Exercise> Determine how many lines of the listing below contain the string "headlight". Give only the number.

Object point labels

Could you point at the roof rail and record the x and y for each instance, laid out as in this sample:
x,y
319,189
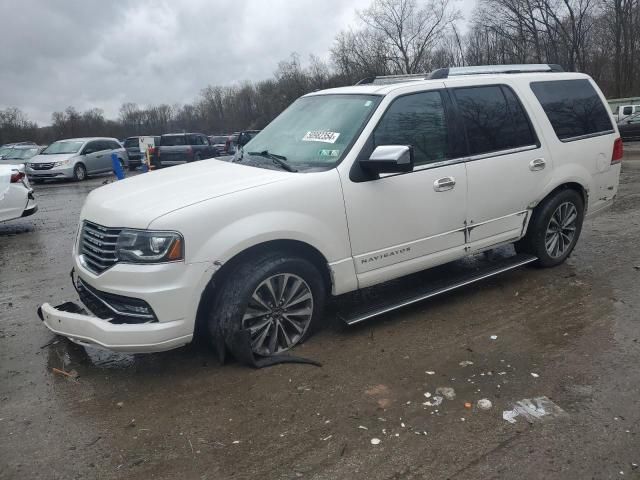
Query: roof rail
x,y
489,69
390,79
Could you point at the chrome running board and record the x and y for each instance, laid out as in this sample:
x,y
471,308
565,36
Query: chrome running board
x,y
361,314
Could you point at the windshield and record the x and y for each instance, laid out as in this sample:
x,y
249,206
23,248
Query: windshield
x,y
21,153
315,131
173,140
63,146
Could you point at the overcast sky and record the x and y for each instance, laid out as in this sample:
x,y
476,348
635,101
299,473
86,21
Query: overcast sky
x,y
101,53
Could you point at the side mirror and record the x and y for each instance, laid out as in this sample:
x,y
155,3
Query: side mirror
x,y
389,159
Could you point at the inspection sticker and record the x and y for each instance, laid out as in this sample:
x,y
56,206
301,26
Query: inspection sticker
x,y
321,136
329,153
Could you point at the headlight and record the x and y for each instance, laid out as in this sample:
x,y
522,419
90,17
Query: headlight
x,y
142,246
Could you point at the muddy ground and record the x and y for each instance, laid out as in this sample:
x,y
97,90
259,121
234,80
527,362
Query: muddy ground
x,y
181,415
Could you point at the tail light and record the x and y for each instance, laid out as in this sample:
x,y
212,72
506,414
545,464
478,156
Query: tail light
x,y
17,176
618,151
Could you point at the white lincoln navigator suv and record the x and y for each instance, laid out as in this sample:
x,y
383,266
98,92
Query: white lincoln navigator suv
x,y
347,188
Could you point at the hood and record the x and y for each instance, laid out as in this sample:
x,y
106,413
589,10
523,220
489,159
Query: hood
x,y
137,201
58,157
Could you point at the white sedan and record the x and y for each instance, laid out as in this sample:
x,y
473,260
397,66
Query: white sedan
x,y
16,195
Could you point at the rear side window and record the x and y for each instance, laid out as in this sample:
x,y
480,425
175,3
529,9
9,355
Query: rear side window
x,y
573,108
493,118
417,120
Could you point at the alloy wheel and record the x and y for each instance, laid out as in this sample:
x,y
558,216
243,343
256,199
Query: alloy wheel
x,y
278,314
561,230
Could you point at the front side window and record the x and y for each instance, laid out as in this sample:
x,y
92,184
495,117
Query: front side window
x,y
493,118
417,120
314,132
573,107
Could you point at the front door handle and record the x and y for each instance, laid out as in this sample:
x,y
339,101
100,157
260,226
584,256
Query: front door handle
x,y
444,184
537,164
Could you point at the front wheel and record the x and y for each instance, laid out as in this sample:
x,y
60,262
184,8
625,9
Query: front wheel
x,y
276,297
79,172
554,228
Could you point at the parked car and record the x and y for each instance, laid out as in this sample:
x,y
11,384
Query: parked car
x,y
630,127
219,142
76,158
625,111
18,155
347,188
16,195
132,145
176,148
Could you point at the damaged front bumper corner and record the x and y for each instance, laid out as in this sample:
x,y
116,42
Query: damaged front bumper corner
x,y
72,321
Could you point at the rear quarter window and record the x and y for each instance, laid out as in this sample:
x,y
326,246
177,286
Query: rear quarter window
x,y
573,108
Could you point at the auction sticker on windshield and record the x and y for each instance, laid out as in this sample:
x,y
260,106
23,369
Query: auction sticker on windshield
x,y
321,136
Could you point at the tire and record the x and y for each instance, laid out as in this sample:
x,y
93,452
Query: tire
x,y
79,172
235,306
554,228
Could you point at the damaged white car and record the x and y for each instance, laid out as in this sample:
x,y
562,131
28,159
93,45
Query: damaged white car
x,y
347,188
16,195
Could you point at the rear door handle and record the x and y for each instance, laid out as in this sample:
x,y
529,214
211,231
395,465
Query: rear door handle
x,y
444,184
537,164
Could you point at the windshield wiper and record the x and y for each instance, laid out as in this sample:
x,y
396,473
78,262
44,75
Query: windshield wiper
x,y
279,160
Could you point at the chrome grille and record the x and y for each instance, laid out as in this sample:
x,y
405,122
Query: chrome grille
x,y
42,166
98,246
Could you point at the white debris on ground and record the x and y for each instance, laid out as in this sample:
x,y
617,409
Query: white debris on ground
x,y
447,392
532,410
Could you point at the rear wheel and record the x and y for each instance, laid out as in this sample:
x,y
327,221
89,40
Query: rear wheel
x,y
278,298
554,228
79,172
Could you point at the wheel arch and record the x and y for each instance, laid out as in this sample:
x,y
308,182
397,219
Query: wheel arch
x,y
569,185
287,246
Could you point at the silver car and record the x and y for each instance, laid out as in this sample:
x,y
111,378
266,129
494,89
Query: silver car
x,y
76,158
19,155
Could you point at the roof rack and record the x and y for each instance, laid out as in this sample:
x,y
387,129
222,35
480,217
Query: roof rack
x,y
391,79
489,69
441,73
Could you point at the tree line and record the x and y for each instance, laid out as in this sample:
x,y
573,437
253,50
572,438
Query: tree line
x,y
598,37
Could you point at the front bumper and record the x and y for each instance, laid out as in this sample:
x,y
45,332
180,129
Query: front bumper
x,y
91,331
56,172
172,291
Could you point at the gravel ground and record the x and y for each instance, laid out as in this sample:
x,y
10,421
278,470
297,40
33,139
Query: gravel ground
x,y
570,334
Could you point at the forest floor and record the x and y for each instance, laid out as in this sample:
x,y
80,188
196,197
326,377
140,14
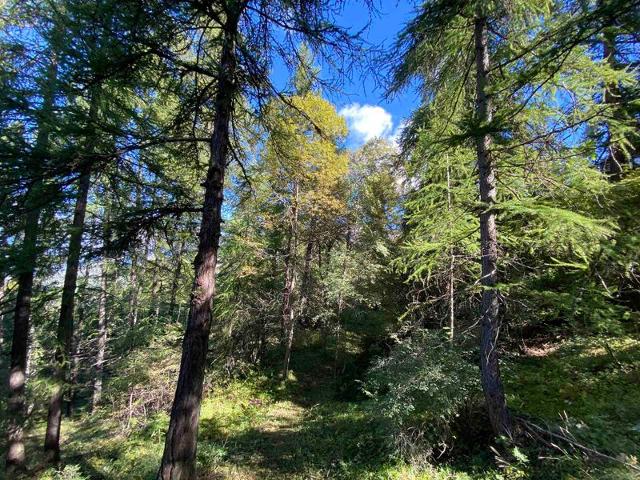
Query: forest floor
x,y
315,428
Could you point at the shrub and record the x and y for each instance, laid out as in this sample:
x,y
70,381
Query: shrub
x,y
423,388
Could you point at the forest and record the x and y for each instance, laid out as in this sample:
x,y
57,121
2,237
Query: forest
x,y
320,239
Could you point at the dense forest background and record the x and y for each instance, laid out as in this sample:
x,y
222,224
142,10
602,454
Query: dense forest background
x,y
201,278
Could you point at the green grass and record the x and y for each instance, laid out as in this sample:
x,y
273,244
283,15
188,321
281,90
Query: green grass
x,y
262,428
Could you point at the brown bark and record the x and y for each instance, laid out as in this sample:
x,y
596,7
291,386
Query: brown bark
x,y
450,283
177,272
135,290
65,321
16,455
102,338
490,323
18,369
179,457
615,158
305,285
288,324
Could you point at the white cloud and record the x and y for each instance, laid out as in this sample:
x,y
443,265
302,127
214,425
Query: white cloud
x,y
397,133
367,121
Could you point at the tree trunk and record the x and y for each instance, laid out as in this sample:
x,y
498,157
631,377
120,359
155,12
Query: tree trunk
x,y
615,155
3,288
288,325
450,283
65,321
305,285
177,272
75,346
490,324
16,456
102,337
179,457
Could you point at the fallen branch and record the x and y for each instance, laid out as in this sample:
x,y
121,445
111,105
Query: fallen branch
x,y
536,430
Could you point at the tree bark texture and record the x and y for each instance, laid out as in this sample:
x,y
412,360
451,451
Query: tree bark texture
x,y
102,338
490,321
65,321
179,457
288,323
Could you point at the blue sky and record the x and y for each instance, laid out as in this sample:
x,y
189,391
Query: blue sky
x,y
360,100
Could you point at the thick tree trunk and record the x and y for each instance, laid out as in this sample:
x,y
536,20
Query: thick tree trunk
x,y
65,321
288,324
16,455
490,324
179,457
102,337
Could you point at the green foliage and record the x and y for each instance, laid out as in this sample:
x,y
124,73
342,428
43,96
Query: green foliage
x,y
423,386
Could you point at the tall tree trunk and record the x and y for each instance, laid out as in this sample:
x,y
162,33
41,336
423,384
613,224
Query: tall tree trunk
x,y
177,272
305,285
18,369
65,321
76,352
615,155
450,283
179,457
288,323
490,325
16,455
135,290
102,337
3,288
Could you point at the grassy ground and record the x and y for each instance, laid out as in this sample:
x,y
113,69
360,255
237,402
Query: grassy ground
x,y
313,428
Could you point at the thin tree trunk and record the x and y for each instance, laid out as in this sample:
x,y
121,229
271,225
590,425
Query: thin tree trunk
x,y
102,337
179,457
490,325
65,321
76,351
288,323
305,285
615,155
135,289
177,272
451,257
3,288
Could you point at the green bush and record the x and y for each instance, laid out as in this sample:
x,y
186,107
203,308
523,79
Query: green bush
x,y
423,388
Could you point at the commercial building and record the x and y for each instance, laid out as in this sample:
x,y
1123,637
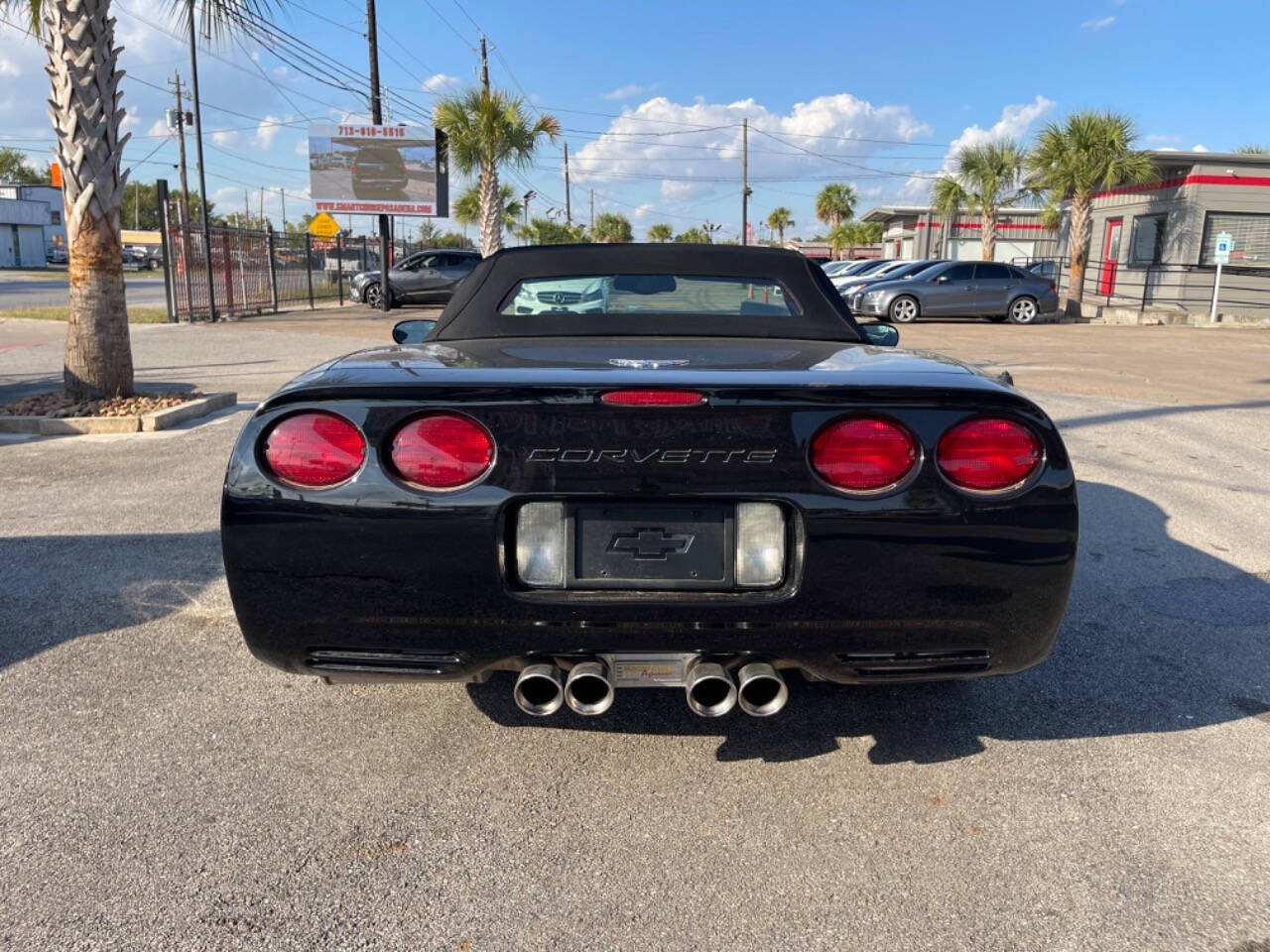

Answer for this exercise> 2